STATED EXERCISE -
Express every line of the rows below as a JSON list of strings with one string per line, skipping blank lines and leaving the pictures out.
:: TASK DATA ::
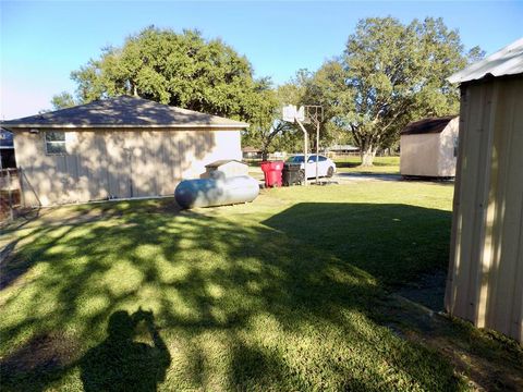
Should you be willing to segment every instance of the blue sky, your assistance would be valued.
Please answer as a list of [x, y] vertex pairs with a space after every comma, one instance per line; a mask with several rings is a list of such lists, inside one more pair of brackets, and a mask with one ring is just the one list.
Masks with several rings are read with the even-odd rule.
[[50, 108], [73, 91], [70, 73], [148, 25], [197, 28], [245, 54], [257, 76], [284, 83], [343, 51], [356, 22], [392, 15], [404, 23], [441, 16], [466, 48], [487, 53], [523, 35], [523, 2], [141, 2], [0, 0], [0, 119]]

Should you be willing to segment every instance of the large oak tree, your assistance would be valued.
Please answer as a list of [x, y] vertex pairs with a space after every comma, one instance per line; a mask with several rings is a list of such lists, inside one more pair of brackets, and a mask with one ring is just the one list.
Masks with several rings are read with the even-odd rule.
[[447, 77], [482, 56], [478, 48], [464, 53], [458, 32], [441, 19], [409, 25], [365, 19], [343, 56], [318, 70], [309, 97], [351, 132], [362, 164], [372, 166], [376, 151], [394, 143], [408, 122], [458, 113], [458, 90]]
[[[53, 97], [54, 108], [118, 95], [136, 95], [205, 113], [258, 121], [270, 83], [255, 79], [247, 59], [220, 39], [196, 30], [175, 33], [154, 26], [109, 47], [72, 72], [76, 97]], [[269, 97], [270, 98], [270, 97]]]

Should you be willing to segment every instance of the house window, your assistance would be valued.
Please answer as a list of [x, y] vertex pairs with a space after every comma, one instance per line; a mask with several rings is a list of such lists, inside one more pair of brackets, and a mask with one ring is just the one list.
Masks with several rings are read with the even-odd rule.
[[46, 154], [64, 155], [68, 154], [65, 147], [65, 132], [48, 131], [46, 132]]

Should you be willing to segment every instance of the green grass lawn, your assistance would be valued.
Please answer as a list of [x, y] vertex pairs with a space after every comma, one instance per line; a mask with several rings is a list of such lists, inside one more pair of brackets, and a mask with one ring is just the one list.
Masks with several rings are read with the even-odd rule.
[[15, 246], [2, 391], [458, 391], [491, 364], [498, 380], [518, 375], [516, 345], [438, 327], [391, 295], [446, 268], [451, 197], [367, 181], [193, 211], [172, 199], [44, 211], [0, 244]]
[[362, 168], [360, 157], [336, 159], [335, 162], [339, 173], [400, 173], [400, 157], [376, 157], [370, 168]]

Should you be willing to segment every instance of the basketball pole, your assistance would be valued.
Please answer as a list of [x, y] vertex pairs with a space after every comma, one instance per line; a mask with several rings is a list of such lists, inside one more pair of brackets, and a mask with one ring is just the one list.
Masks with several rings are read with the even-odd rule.
[[[305, 182], [303, 185], [307, 186], [308, 185], [308, 180], [307, 180], [307, 145], [308, 145], [308, 134], [307, 134], [307, 130], [305, 130], [305, 126], [303, 126], [302, 122], [297, 119], [297, 118], [294, 118], [294, 120], [296, 121], [297, 125], [300, 125], [300, 127], [302, 128], [303, 131], [303, 172], [305, 174]], [[317, 172], [317, 170], [316, 170]]]

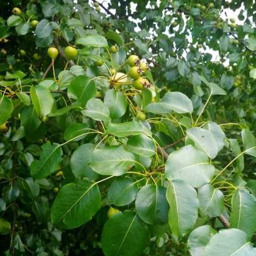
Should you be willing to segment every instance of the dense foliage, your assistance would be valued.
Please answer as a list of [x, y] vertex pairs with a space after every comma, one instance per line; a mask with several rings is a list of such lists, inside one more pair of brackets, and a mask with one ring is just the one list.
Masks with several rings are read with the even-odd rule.
[[255, 1], [107, 2], [1, 1], [1, 255], [255, 255]]

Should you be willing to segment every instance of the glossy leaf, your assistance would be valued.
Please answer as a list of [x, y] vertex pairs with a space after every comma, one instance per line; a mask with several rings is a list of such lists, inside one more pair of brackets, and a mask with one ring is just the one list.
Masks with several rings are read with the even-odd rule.
[[89, 166], [101, 175], [120, 176], [134, 165], [134, 155], [121, 146], [105, 147], [93, 151]]
[[149, 242], [147, 226], [131, 211], [119, 213], [110, 218], [101, 235], [102, 248], [106, 256], [139, 256]]
[[31, 175], [35, 179], [50, 175], [60, 168], [62, 162], [62, 150], [59, 144], [47, 143], [42, 149], [40, 159], [34, 160], [30, 166]]
[[68, 96], [76, 99], [81, 106], [85, 107], [89, 99], [96, 94], [95, 83], [86, 76], [75, 76], [68, 88]]
[[127, 106], [127, 102], [122, 93], [114, 89], [107, 91], [104, 104], [109, 108], [109, 116], [113, 119], [124, 116]]
[[93, 144], [83, 144], [73, 153], [70, 158], [70, 167], [76, 178], [85, 176], [86, 168], [89, 164], [94, 149]]
[[188, 130], [186, 134], [196, 145], [204, 150], [210, 158], [213, 159], [217, 156], [218, 145], [212, 133], [204, 129], [194, 127]]
[[256, 229], [256, 198], [244, 189], [237, 189], [232, 198], [230, 227], [244, 231], [251, 237]]
[[203, 214], [213, 217], [223, 213], [224, 198], [221, 190], [206, 184], [199, 188], [198, 193], [199, 209]]
[[199, 202], [196, 190], [180, 180], [169, 182], [167, 198], [170, 205], [168, 222], [176, 239], [188, 234], [198, 218]]
[[137, 195], [137, 181], [127, 178], [115, 180], [107, 192], [110, 203], [117, 206], [123, 206], [131, 203]]
[[194, 229], [190, 234], [188, 244], [191, 256], [203, 256], [206, 246], [217, 233], [211, 226], [206, 225]]
[[239, 229], [221, 230], [210, 239], [204, 256], [253, 256], [256, 249], [248, 241], [246, 233]]
[[44, 117], [50, 114], [54, 101], [48, 88], [42, 85], [32, 87], [30, 97], [37, 116]]
[[165, 174], [167, 178], [183, 180], [198, 188], [208, 183], [214, 171], [214, 167], [209, 163], [207, 155], [188, 145], [170, 154]]
[[109, 109], [99, 99], [89, 99], [81, 112], [96, 121], [107, 122], [110, 120]]
[[169, 205], [166, 188], [155, 184], [144, 186], [139, 191], [135, 202], [136, 212], [145, 222], [163, 225], [168, 222]]
[[152, 157], [155, 154], [153, 141], [144, 134], [130, 137], [126, 147], [131, 152], [143, 157]]
[[101, 203], [96, 183], [76, 180], [66, 184], [60, 189], [52, 206], [52, 222], [65, 229], [79, 227], [92, 218]]

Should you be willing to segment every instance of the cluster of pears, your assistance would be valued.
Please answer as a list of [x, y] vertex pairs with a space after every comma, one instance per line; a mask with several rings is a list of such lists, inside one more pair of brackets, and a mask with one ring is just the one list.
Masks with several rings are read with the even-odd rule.
[[140, 62], [137, 55], [130, 55], [127, 58], [127, 63], [130, 66], [129, 75], [133, 79], [132, 86], [140, 90], [150, 87], [150, 83], [142, 76], [149, 69], [147, 63]]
:::
TASK ANSWER -
[
  "Should you be willing to segment every instance of the blue sky, your assistance would be valued.",
  "Please answer as a list of [x, y] vertex pairs with a space after every comma, one instance per line; a mask with several rings is a list of such lists, inside one more pair of brackets, and a mask with one ring is just the one list.",
  "Masks with several rings are read with the even-odd rule.",
  "[[50, 108], [73, 91], [70, 73], [148, 25], [197, 28], [245, 54], [257, 76], [284, 83], [343, 51], [356, 22], [392, 15], [404, 23], [441, 16], [466, 48], [487, 53], [523, 35], [523, 2], [141, 2], [0, 0], [0, 119]]",
  "Should you be willing to segment every instance of the large oak tree, your assistance would be valued.",
  "Please answer as a list of [x, y] vertex pairs with a space after every comma, one instance per line; a mask with several rings is a list of such lists, inside one more pair of brackets, and a mask with one ring is just the one list.",
  "Masks with several rings are read with the even-odd rule.",
  "[[447, 77], [482, 56], [478, 48], [464, 53], [458, 32], [441, 19], [409, 25], [365, 19], [343, 56], [318, 70], [309, 97], [351, 132], [362, 164], [372, 166], [376, 151], [394, 143], [408, 122], [458, 113], [458, 90]]",
  "[[[53, 97], [54, 108], [118, 95], [136, 95], [205, 113], [258, 121], [270, 83], [255, 79], [247, 59], [220, 39], [196, 30], [175, 33], [154, 26], [109, 47], [72, 72], [76, 97]], [[269, 97], [270, 98], [270, 97]]]",
  "Should you be willing to segment every instance of the house window, your assistance would be valued.",
  "Please answer as a list of [x, y] vertex pairs with a space after every comma, one instance per line; a mask with several rings is a list of such lists, inside one more pair of brackets, and a mask with one ring is just the one list.",
  "Masks with several rings are read with the even-odd rule.",
  "[[46, 154], [64, 155], [68, 154], [65, 147], [65, 132], [48, 131], [46, 132]]",
  "Should you be willing to segment every instance of the green grass lawn, your assistance would be valued.",
  "Please answer as a list of [x, y] vertex pairs with a space after every comma, one instance per line; a mask with several rings is a list of such lists, inside one more pair of brackets, and a mask with one ring is just the one list.",
  "Masks with several rings are read with the even-odd rule.",
  "[[15, 246], [2, 391], [458, 391], [491, 364], [498, 380], [518, 375], [516, 345], [438, 327], [391, 295], [446, 268], [451, 197], [367, 181], [193, 211], [172, 199], [44, 211], [0, 244]]",
  "[[362, 168], [360, 157], [336, 159], [335, 162], [339, 173], [400, 173], [400, 157], [376, 157], [370, 168]]",
  "Should you be willing to segment every instance of the basketball pole, your assistance would be valued.",
  "Please answer as a list of [x, y] vertex pairs with a space after every comma, one instance per line; a mask with several rings is a list of such lists, inside one more pair of brackets, and a mask with one ring is just the one list.",
  "Masks with several rings are read with the even-odd rule.",
  "[[[305, 182], [303, 185], [307, 186], [308, 185], [308, 180], [307, 180], [307, 145], [308, 145], [308, 134], [307, 134], [307, 130], [305, 130], [305, 126], [303, 126], [302, 122], [297, 119], [297, 118], [294, 118], [294, 120], [296, 121], [297, 125], [300, 125], [300, 127], [302, 128], [303, 131], [303, 172], [305, 174]], [[317, 172], [317, 170], [316, 170]]]",
  "Should you be willing to segment every instance of the dense foliage, your assistance would be valued.",
  "Please answer as a list of [x, y] vertex pairs with a space after every comma, one instance per line; a mask with several rings is a list of such lists, inside one more pair of brackets, and a mask with one ring is just the one list.",
  "Masks with several rings are read with the even-odd rule.",
  "[[255, 1], [107, 2], [1, 1], [1, 255], [255, 255]]",
  "Should you be willing to segment every instance of the glossy leaf, your assistance would be valued.",
  "Please answer as a list of [x, y] vertex pairs with a space after every comma, one instance per line; a mask with several rings is a list of such lists, inside one more pair of brackets, and a mask with one ring is just the one list.",
  "Masks with several rings are read with the even-odd rule.",
  "[[89, 166], [101, 175], [120, 176], [134, 165], [134, 155], [121, 146], [105, 147], [93, 151]]",
  "[[149, 242], [147, 226], [131, 211], [119, 213], [110, 218], [101, 235], [102, 248], [106, 256], [139, 256]]",
  "[[31, 175], [35, 179], [50, 175], [60, 168], [62, 162], [62, 150], [59, 144], [47, 143], [42, 149], [40, 159], [34, 160], [30, 166]]",
  "[[68, 96], [76, 99], [81, 106], [85, 107], [89, 99], [96, 94], [95, 83], [86, 76], [75, 76], [68, 88]]",
  "[[127, 106], [127, 102], [122, 93], [114, 89], [107, 91], [104, 104], [109, 108], [109, 116], [113, 119], [124, 116]]",
  "[[93, 144], [83, 144], [73, 153], [70, 158], [70, 167], [76, 178], [85, 176], [86, 168], [89, 164], [94, 149]]",
  "[[188, 130], [186, 134], [196, 145], [204, 150], [210, 158], [213, 159], [217, 156], [218, 145], [212, 133], [204, 129], [194, 127]]",
  "[[256, 229], [256, 198], [244, 189], [237, 189], [232, 198], [230, 227], [244, 231], [251, 237]]",
  "[[203, 214], [213, 217], [223, 213], [224, 198], [221, 190], [206, 184], [199, 188], [198, 193], [199, 209]]",
  "[[199, 202], [196, 190], [180, 180], [169, 182], [167, 198], [170, 205], [168, 222], [176, 239], [188, 234], [198, 218]]",
  "[[137, 195], [137, 181], [127, 178], [115, 180], [107, 192], [110, 203], [117, 206], [123, 206], [131, 203]]",
  "[[194, 229], [190, 234], [188, 244], [191, 256], [203, 256], [206, 246], [217, 233], [211, 226], [206, 225]]",
  "[[239, 229], [221, 230], [210, 239], [204, 256], [253, 256], [256, 249], [248, 241], [246, 233]]",
  "[[44, 117], [50, 114], [54, 101], [48, 88], [42, 85], [32, 87], [30, 97], [37, 116]]",
  "[[165, 174], [167, 178], [183, 180], [198, 188], [208, 183], [214, 171], [214, 167], [209, 163], [207, 155], [188, 145], [170, 154]]",
  "[[109, 109], [99, 99], [89, 99], [81, 112], [96, 121], [107, 122], [110, 120]]",
  "[[169, 205], [166, 188], [155, 184], [144, 186], [139, 191], [135, 202], [136, 212], [145, 222], [163, 225], [168, 222]]",
  "[[152, 157], [155, 154], [153, 141], [144, 134], [130, 137], [126, 147], [131, 152], [143, 157]]",
  "[[101, 203], [96, 183], [76, 180], [66, 184], [60, 189], [52, 206], [52, 222], [65, 229], [79, 227], [92, 218]]",
  "Should you be willing to segment every instance of the cluster of pears, your assistance would be valued.",
  "Please answer as a list of [x, y] vertex pairs with a space after every comma, one instance per line; a mask with several rings is a list of such lists, inside one more pair of brackets, and a mask with one ring is just the one list.",
  "Masks with several rings are read with the even-odd rule.",
  "[[140, 62], [137, 55], [130, 55], [127, 58], [127, 63], [130, 66], [129, 75], [133, 79], [132, 86], [140, 90], [150, 87], [150, 83], [142, 76], [149, 69], [147, 63]]"
]